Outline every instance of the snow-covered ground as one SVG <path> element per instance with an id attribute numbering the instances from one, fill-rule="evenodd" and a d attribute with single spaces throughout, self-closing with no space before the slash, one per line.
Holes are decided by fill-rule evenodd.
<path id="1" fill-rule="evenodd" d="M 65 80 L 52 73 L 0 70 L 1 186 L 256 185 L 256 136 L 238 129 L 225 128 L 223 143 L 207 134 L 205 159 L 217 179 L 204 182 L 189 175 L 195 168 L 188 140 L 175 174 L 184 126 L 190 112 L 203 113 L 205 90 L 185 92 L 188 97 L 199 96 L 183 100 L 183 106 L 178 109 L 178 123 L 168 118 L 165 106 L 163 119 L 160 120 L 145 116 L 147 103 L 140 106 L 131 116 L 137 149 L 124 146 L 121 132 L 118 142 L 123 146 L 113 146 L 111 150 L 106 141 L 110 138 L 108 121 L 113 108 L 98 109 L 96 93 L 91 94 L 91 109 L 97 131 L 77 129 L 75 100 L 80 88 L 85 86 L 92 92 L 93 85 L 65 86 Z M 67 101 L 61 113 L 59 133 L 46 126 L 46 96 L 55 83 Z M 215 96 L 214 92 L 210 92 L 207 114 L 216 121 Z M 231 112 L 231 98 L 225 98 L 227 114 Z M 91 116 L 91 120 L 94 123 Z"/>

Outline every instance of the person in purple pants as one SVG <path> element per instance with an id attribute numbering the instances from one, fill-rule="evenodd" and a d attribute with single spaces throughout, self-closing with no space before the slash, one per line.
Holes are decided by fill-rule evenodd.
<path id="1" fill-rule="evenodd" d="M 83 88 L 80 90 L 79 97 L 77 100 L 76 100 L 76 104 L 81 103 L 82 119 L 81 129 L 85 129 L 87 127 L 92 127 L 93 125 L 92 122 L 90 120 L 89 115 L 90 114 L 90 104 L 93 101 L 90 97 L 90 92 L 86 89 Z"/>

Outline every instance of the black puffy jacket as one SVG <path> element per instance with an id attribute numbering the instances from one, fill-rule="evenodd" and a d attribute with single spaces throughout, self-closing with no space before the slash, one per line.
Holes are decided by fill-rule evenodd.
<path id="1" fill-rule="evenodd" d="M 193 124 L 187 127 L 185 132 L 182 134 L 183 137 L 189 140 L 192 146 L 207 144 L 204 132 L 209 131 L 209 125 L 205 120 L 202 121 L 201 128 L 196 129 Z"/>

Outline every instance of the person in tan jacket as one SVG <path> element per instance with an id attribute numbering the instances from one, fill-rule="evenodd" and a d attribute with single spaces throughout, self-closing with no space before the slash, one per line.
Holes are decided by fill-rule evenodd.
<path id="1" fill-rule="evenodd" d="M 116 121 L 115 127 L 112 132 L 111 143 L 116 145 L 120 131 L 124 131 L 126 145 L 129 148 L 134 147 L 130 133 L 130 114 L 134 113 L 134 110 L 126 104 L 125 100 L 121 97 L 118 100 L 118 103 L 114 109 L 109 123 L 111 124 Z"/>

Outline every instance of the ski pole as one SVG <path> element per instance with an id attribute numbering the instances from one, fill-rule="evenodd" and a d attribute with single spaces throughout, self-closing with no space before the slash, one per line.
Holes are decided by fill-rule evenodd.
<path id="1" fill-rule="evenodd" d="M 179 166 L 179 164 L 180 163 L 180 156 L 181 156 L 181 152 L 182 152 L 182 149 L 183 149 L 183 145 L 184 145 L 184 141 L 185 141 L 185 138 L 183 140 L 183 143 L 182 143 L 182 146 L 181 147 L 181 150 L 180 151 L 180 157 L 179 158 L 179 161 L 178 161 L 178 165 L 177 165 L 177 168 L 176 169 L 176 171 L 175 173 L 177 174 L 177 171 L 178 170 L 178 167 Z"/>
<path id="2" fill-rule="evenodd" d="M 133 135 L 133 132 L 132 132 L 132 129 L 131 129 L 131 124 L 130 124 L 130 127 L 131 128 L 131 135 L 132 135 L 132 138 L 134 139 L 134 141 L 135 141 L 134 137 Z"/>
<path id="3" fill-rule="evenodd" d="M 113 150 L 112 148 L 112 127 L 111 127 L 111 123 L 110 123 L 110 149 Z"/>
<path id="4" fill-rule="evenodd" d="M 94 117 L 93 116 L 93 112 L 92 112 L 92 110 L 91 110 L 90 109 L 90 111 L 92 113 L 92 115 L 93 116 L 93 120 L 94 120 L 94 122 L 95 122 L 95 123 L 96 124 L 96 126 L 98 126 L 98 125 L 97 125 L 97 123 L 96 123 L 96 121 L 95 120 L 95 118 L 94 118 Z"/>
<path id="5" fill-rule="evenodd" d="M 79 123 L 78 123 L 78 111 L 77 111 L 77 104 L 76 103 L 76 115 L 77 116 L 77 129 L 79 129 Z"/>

-- OBJECTIVE --
Render every line of the records above as a Markdown table with two columns, No. and Text: the first holds the row number and the second holds the line. Omit blank lines.

-- OUTPUT --
| No. | Text |
|---|---|
| 1 | Outline every instance of the snow-covered ground as one SVG <path> element per instance with an id attribute numbering the instances from one, fill-rule="evenodd" and a d attribute with single spaces throughout, self-closing with no space before the slash, one per line. |
| 2 | Holes are decided by fill-rule evenodd. |
| 3 | <path id="1" fill-rule="evenodd" d="M 65 80 L 52 73 L 0 70 L 1 186 L 256 185 L 256 136 L 238 129 L 225 128 L 223 143 L 207 134 L 205 159 L 217 179 L 204 182 L 189 175 L 195 168 L 188 140 L 175 174 L 184 126 L 190 112 L 203 113 L 205 90 L 185 92 L 188 97 L 199 96 L 183 100 L 183 106 L 178 109 L 178 123 L 168 118 L 165 106 L 163 119 L 160 120 L 145 116 L 147 103 L 140 106 L 131 116 L 137 149 L 124 146 L 121 132 L 118 142 L 123 146 L 113 146 L 111 150 L 106 141 L 110 138 L 108 121 L 113 108 L 98 109 L 96 93 L 91 94 L 91 109 L 97 131 L 77 129 L 75 100 L 80 88 L 85 86 L 92 92 L 93 85 L 65 86 Z M 67 101 L 61 113 L 59 133 L 46 126 L 46 96 L 55 83 Z M 215 96 L 214 92 L 210 92 L 207 114 L 216 121 Z M 231 112 L 231 98 L 225 98 L 227 114 Z M 91 116 L 91 120 L 94 123 Z"/> |
| 4 | Outline every instance of the person in purple pants as one SVG <path> element per instance with an id attribute numbering the instances from one, fill-rule="evenodd" and a d attribute with single spaces throughout, self-closing with no space before the slash, one per line. |
| 5 | Holes are decided by fill-rule evenodd. |
| 6 | <path id="1" fill-rule="evenodd" d="M 83 88 L 80 90 L 79 97 L 77 100 L 76 100 L 76 104 L 81 103 L 82 119 L 81 129 L 85 129 L 87 127 L 92 127 L 93 125 L 92 122 L 90 120 L 89 115 L 90 114 L 90 104 L 93 101 L 90 97 L 90 92 L 86 89 Z"/> |
| 7 | Outline every instance of the black puffy jacket as one SVG <path> element per instance with an id attribute numbering the instances from one, fill-rule="evenodd" and a d attribute with single spaces throughout, self-closing with no space before the slash, one per line. |
| 8 | Holes are decided by fill-rule evenodd. |
| 9 | <path id="1" fill-rule="evenodd" d="M 193 124 L 187 127 L 185 132 L 182 134 L 183 137 L 189 140 L 192 146 L 207 144 L 204 132 L 209 131 L 209 125 L 205 120 L 202 121 L 201 128 L 196 129 Z"/> |
| 10 | Outline every instance of the person in tan jacket as one SVG <path> element per instance with an id attribute numbering the instances from one, fill-rule="evenodd" and a d attribute with single spaces throughout, self-closing with no space before the slash, one per line. |
| 11 | Holes are decided by fill-rule evenodd. |
| 12 | <path id="1" fill-rule="evenodd" d="M 116 121 L 115 127 L 112 132 L 111 143 L 116 145 L 120 131 L 124 131 L 126 145 L 129 148 L 134 147 L 130 133 L 130 114 L 134 113 L 134 110 L 126 104 L 125 100 L 121 97 L 118 100 L 118 103 L 114 109 L 109 123 L 111 124 Z"/> |
| 13 | Outline every instance of the ski pole as one SVG <path> element per instance with an id attribute numbering the instances from one, fill-rule="evenodd" and a d attribute with single spaces throughout, self-closing with no space before the slash, one per line. |
| 14 | Holes are decided by fill-rule evenodd. |
| 15 | <path id="1" fill-rule="evenodd" d="M 179 166 L 179 164 L 180 163 L 180 156 L 181 156 L 181 152 L 182 152 L 182 149 L 183 149 L 183 145 L 184 145 L 184 141 L 185 141 L 185 138 L 183 140 L 183 143 L 182 143 L 182 146 L 181 147 L 181 150 L 180 151 L 180 157 L 179 158 L 179 161 L 178 161 L 178 165 L 177 165 L 177 168 L 176 169 L 176 171 L 175 173 L 177 174 L 177 171 L 178 170 L 178 167 Z"/> |
| 16 | <path id="2" fill-rule="evenodd" d="M 133 135 L 133 132 L 132 132 L 132 129 L 131 129 L 131 124 L 130 124 L 130 127 L 131 128 L 131 135 L 132 135 L 132 138 L 134 139 L 134 141 L 135 141 L 134 137 Z"/> |
| 17 | <path id="3" fill-rule="evenodd" d="M 113 150 L 112 148 L 112 127 L 111 127 L 111 123 L 110 123 L 110 149 Z"/> |
| 18 | <path id="4" fill-rule="evenodd" d="M 94 117 L 93 116 L 93 112 L 92 112 L 92 110 L 91 110 L 90 109 L 90 111 L 92 113 L 92 115 L 93 116 L 93 120 L 94 120 L 94 122 L 95 122 L 95 123 L 96 124 L 96 126 L 98 126 L 98 125 L 97 125 L 97 123 L 96 123 L 96 121 L 95 120 L 95 118 L 94 118 Z"/> |
| 19 | <path id="5" fill-rule="evenodd" d="M 79 123 L 78 123 L 78 111 L 77 111 L 77 104 L 76 103 L 76 115 L 77 116 L 77 129 L 79 129 Z"/> |